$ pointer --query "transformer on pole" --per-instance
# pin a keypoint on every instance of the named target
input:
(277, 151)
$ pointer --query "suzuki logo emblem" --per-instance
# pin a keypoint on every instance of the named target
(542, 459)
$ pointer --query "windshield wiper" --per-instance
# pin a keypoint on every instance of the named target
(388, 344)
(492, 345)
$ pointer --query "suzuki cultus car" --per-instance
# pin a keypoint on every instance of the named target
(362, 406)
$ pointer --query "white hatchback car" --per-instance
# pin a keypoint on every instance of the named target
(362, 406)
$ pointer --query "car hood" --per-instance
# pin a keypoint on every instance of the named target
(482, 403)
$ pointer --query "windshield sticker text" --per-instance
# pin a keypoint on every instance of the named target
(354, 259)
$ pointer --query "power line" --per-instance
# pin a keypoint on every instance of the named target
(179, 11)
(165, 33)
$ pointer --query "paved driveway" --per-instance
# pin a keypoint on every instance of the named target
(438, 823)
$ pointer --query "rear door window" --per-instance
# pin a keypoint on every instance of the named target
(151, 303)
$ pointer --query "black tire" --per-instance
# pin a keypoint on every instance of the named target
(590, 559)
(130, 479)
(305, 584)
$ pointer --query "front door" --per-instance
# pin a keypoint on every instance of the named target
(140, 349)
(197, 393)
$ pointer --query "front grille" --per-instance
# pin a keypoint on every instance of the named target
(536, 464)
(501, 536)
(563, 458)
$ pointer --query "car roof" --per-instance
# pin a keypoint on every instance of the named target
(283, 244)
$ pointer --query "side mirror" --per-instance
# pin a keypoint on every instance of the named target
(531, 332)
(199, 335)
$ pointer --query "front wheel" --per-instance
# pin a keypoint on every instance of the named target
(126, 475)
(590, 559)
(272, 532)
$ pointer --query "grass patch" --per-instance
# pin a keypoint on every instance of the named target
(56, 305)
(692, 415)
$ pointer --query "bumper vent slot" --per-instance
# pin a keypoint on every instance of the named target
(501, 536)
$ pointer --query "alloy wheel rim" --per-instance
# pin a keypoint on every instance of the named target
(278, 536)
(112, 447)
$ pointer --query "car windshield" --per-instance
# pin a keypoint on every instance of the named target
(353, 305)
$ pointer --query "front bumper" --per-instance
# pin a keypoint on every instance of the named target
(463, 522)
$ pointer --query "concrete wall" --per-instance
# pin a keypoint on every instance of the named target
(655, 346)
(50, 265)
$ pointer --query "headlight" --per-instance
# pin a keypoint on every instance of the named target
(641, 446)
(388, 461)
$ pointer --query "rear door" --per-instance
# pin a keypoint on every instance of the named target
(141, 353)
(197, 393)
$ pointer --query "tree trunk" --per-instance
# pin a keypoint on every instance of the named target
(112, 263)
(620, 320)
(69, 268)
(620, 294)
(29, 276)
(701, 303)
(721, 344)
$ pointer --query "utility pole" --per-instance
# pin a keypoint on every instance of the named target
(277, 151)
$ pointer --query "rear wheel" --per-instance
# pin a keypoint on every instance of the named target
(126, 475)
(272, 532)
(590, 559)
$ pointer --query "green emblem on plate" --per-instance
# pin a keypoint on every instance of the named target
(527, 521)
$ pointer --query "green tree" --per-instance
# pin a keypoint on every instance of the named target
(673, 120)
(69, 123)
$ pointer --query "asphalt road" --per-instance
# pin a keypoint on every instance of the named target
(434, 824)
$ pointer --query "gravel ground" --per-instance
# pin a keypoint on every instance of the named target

━━━━━━━━━━━━━━━━━━━━

### YOUR OBJECTIVE
Nothing in the records may be left out; copy them all exactly.

### RESPONSE TO THE TASK
$ pointer --query "transformer on pole" --per-instance
# pin a keypoint on every instance of the named target
input:
(277, 151)
$ pointer --query "suzuki logo emblem" --per-instance
# pin a keypoint on every instance of the named target
(542, 459)
$ pointer --query "windshield wiper" --per-instance
# pin a keypoint on every instance of the named target
(388, 344)
(492, 345)
$ pointer --query "suzuki cultus car" --per-instance
# pin a keypoint on every instance of the named target
(362, 406)
$ pointer --query "white hatchback car" --per-instance
# pin a keypoint on every instance of the named target
(362, 406)
$ pointer --query "car hood" --per-instance
# pin a keypoint on every instance of the named target
(482, 403)
$ pointer --query "windshield sticker text" --per-instance
# pin a keypoint on every instance of the named target
(354, 259)
$ pointer --query "power line" --per-instance
# pin a keypoint on every instance of the named target
(179, 11)
(165, 33)
$ pointer --query "paved driveway" --per-instance
# pin a keypoint on every instance of the named target
(438, 823)
$ pointer --query "rear door window" --per-instance
# pin a keypoint on every instance of the named target
(151, 303)
$ pointer --query "black tire" --per-instance
# pin a keypoint on every instance of the named target
(590, 559)
(130, 479)
(305, 584)
$ pointer --query "front door" --per-instance
# pin a keypoint on every instance of the named target
(140, 349)
(197, 393)
$ pointer --query "front grille" --per-instance
# pin a keypoint on every instance of the named target
(536, 464)
(501, 536)
(563, 458)
$ pointer --query "car roof" --per-instance
# pin a keypoint on every instance of the named target
(283, 244)
$ pointer --query "side mirror" --per-instance
# pin a keypoint on every instance of the named target
(531, 332)
(199, 335)
$ pointer --query "front wheel" --per-instance
# pin a keypoint on every instance of the named target
(126, 475)
(590, 559)
(272, 532)
$ pointer --query "grass patch" --per-instance
# pin a keypoint on every instance of the named target
(56, 305)
(692, 415)
$ pointer --query "bumper vent slot" --per-instance
# pin a keypoint on every instance of the named target
(501, 536)
$ pointer --query "alloy wheel rim" --per-instance
# pin a keypoint on every instance of the named target
(278, 536)
(112, 447)
$ pointer --query "car windshield" --per-instance
# pin a keypoint on every instance of the named target
(353, 305)
$ pointer --query "front bumper" --per-instance
# pin a keypoint on every instance of the named target
(463, 522)
$ pointer --query "concrete wall" --per-instance
# pin a keypoint on every instance of the named target
(655, 346)
(50, 265)
$ pointer --query "headlight" --per-instance
# pin a keypoint on every instance of the named target
(641, 446)
(388, 461)
$ pointer --query "rear door" --per-instance
# pin a keypoint on every instance of the named target
(141, 353)
(197, 393)
$ pointer --query "tree trunk" --per-instance
# pin a keypoint on every instance of the named target
(112, 263)
(620, 320)
(69, 268)
(620, 294)
(29, 276)
(701, 303)
(721, 344)
$ pointer --query "utility pole" --per-instance
# pin a keypoint on every instance of the named target
(277, 151)
$ pointer --query "rear wheel" --per-instance
# pin a keypoint on every instance of the named target
(126, 475)
(272, 532)
(590, 559)
$ pointer --query "green emblem on plate" --per-instance
# pin a keypoint on every instance of the named target
(527, 521)
$ pointer --query "green tree" --per-instance
# pin a keypoint on every instance of the named target
(673, 120)
(69, 123)
$ pointer --query "asphalt road" --per-instance
# pin a keypoint on every instance of the named target
(434, 824)
$ pointer --query "gravel ground" --per-instance
# pin a keypoint on every instance of the named target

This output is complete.